▸ **Texte proposé**
————

Du côté de chez Soual

À la Toussaint de 1954, alors que je me trouvais encore en poste à Paris au Service Action du SDECE1, je reçus un ordre d’affectation à la 41e demi-brigade parachutiste de Philippeville, en Algérie.

Le même jour, quelques centaines d’Algériens descendirent de l’Aurès et organisèrent plusieurs dizaines d’attentats spectaculaires, pour appeler à l’insurrection ce qu’il est de bon ton d’appeler depuis le « peuple musulman ». Mais la population, composée de gens principalement soucieux de gagner tranquillement leur vie, ne se reconnaissait guère dans ces groupuscules souvent antagonistes, étrange conglomérat d’intellectuels et de petits truands.

Le gouvernement de Pierre Mendès France, formé cinq mois plus tôt après la chute de Dièn Biên Phû, s’était jusque-là montré plutôt complaisant pour les mouvements autonomistes du Maghreb. Il changea d’attitude à la faveur de ces événements et décida, sans doute pour rassurer les colons algériens, de faire preuve de fermeté. Ainsi Pierre Mendès France déclara-t-il le 12 novembre à l’Assemblée nationale que le gouvernement ne transigerait jamais. De son côté, François Mitterrand, le ministre de l’Intérieur chargé des départements français de l’Algérie, considérant que la police était impuissante à maintenir l’ordre républicain, envoya son directeur de cabinet au ministère de la Défense nationale pour y requérir la troupe et déclara sans ambiguïté ce même 12 novembre, devant les députés : « Je n’admets pas de négociations avec les ennemis de la Patrie. La seule négociation, c’est la guerre ! »

C’est ainsi que le conflit fut officialisé, même si l’on ne parla jamais que de maintien de l’ordre.

Des renforts furent dirigés vers l’Algérie. Parmi eux, des soldats du contingent.

Mais cette guerre, nous les hommes de l’ombre savions bien qu’elle était commencée depuis longtemps. Le gouvernement dont nous dépendions le savait aussi. Depuis près d’un an, le Service Action du SDECE dont j’avais au printemps assure la direction par intérim, alors que Jacques Morlanne2 se trouvait en mission, commençait à préparer des actions visant à empêcher la rébellion de s’approvisionner en armes. Si j’étais resté à la « crémerie » (c’est ainsi que nous appelions le SDECE), j’aurais sans doute été amené à prendre part à l’une ou l’autre de ces missions. Mais les circonstances me conduisaient sur le terrain pour participer directement aux opérations militaires.

————

▸ **Liste des entrées**
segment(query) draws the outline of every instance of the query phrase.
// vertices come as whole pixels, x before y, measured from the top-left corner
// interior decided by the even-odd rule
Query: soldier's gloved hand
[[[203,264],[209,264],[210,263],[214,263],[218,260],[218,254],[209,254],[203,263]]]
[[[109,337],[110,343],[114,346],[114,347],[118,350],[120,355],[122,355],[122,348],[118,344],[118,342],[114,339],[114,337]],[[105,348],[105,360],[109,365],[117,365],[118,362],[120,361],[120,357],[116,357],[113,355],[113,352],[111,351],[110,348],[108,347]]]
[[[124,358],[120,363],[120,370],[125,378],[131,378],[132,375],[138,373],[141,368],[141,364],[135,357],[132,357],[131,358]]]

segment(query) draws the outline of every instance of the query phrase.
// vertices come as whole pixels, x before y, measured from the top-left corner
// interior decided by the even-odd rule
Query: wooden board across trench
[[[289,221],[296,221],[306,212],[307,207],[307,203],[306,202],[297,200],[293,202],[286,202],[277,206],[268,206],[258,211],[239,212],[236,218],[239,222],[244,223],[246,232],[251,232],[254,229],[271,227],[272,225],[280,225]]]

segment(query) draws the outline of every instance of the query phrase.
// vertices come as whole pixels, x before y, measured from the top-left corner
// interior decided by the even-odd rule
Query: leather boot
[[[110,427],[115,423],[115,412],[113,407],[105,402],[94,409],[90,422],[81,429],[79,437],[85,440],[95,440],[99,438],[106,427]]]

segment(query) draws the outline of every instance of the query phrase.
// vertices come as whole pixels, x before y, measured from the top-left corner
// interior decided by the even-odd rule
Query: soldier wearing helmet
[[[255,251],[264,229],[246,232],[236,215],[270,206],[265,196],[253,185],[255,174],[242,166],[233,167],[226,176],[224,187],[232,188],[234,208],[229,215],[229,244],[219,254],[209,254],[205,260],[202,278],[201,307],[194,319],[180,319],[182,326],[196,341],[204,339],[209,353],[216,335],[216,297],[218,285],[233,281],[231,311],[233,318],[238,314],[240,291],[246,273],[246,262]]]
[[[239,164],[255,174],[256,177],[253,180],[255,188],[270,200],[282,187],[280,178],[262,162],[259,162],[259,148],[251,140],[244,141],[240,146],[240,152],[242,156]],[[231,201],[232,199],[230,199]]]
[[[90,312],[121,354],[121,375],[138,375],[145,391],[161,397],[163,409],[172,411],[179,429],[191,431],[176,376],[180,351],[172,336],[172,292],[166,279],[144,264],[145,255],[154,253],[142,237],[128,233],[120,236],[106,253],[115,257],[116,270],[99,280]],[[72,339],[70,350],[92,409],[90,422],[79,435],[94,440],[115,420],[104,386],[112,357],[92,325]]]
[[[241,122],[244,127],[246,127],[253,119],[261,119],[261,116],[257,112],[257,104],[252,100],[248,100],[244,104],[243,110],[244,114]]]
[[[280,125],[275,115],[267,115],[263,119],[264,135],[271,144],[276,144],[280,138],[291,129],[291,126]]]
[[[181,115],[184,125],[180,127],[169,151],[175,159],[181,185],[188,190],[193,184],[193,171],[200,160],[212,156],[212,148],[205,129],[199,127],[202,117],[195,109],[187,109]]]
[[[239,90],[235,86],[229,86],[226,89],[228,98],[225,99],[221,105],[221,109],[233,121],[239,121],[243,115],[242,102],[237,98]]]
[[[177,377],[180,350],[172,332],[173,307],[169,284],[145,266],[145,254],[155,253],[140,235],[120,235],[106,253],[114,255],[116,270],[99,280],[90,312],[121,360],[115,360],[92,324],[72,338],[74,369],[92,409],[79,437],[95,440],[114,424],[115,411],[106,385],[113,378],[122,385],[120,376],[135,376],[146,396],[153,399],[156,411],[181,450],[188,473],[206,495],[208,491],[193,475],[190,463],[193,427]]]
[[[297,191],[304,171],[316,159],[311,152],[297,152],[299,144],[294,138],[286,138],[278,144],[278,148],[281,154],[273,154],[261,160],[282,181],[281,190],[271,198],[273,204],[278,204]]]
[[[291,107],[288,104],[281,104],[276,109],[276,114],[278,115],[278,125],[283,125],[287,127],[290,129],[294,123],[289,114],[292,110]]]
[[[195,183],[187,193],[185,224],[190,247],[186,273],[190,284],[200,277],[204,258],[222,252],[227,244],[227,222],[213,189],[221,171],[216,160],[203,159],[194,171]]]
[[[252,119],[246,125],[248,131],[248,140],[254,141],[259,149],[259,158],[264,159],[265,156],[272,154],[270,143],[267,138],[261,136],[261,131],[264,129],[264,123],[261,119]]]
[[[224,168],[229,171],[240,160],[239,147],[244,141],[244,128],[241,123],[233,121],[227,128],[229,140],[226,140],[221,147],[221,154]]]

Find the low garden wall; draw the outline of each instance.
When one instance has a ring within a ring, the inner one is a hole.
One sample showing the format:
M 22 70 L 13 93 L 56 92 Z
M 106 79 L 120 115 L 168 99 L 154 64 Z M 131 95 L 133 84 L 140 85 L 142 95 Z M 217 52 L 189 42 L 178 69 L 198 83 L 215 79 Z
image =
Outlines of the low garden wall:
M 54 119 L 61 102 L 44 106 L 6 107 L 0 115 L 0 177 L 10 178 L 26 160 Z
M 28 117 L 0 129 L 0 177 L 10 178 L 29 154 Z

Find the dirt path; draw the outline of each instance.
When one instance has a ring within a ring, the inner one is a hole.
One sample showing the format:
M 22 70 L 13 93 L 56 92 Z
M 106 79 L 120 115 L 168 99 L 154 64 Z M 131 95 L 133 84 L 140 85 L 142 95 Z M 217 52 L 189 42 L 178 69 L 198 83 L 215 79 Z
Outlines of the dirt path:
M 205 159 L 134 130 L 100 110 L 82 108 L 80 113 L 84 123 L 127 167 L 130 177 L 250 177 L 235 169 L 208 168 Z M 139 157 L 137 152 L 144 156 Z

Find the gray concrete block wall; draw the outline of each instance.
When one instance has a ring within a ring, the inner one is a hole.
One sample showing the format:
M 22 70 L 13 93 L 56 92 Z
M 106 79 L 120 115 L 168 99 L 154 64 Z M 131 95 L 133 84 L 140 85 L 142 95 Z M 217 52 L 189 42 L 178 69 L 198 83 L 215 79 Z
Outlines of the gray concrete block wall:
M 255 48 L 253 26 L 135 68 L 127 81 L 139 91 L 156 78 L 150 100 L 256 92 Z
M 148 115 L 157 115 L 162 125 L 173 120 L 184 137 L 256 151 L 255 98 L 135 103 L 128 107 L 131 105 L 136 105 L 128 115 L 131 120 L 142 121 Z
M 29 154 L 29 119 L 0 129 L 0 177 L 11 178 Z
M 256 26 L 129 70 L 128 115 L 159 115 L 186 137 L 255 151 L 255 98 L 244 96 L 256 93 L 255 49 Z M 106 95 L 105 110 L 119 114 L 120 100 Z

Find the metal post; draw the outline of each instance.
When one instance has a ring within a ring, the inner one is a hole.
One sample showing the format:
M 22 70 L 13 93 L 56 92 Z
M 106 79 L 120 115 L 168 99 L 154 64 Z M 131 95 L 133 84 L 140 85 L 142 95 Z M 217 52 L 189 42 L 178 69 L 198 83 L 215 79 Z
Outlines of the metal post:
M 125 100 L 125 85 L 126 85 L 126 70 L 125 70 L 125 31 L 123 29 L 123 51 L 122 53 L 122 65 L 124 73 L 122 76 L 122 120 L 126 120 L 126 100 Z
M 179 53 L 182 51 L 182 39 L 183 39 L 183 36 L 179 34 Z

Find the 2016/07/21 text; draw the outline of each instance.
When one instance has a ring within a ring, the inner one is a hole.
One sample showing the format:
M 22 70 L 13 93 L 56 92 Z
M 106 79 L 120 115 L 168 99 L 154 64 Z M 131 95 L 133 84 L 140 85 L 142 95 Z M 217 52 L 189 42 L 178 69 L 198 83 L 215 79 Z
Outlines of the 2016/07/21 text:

————

▸ **Série d'exercices**
a - Reproduisez à l'identique le passage du récit sur le début de la guerre d'Algérie allant de « Mais cette guerre, nous » jusqu'à « aux opérations militaires. » inclus.
b - Poursuivez le récit sur le début de la guerre d'Algérie au-delà de sa dernière phrase.

▸ **Résultats dans l'ordre**
a -
Mais cette guerre, nous les hommes de l’ombre savions bien qu’elle était commencée depuis longtemps. Le gouvernement dont nous dépendions le savait aussi. Depuis près d’un an, le Service Action du SDECE dont j’avais au printemps assure la direction par intérim, alors que Jacques Morlanne2 se trouvait en mission, commençait à préparer des actions visant à empêcher la rébellion de s’approvisionner en armes. Si j’étais resté à la « crémerie » (c’est ainsi que nous appelions le SDECE), j’aurais sans doute été amené à prendre part à l’une ou l’autre de ces missions. Mais les circonstances me conduisaient sur le terrain pour participer directement aux opérations militaires.

b -
Morlanne disait qu’il ne s’agissait que d’un bref passage dans une unité régulière de l’armée, destiné à faciliter ma carrière et à favoriser mon avancement. C’était un sentimental, mon chef. De surcroît, il m’avait à la bonne. Pourtant, un jour, j’étais tellement fâché contre lui que j’avais vraiment failli l’étrangler dans son bureau. Pour que je le lâche, il avait dû me demander de penser à ma femme et à mes enfants. Il n’était pas rancunier et depuis, il m’avait désigné comme son dauphin.

Affecté depuis le 1er novembre 1954 à la 41e demi-brigade, je dus attendre la fin du mois de janvier 1955 pour embarquer de Marseille sur le bateau qui assurait la liaison avec Philippeville3.

En gravissant les échelons de la passerelle, indifférent aux nuages menaçants qui obscurcissaient le ciel et promettaient une traversée mouvementée, je me sentais serein. Il serait même plus exact de dire que j’étais euphorique.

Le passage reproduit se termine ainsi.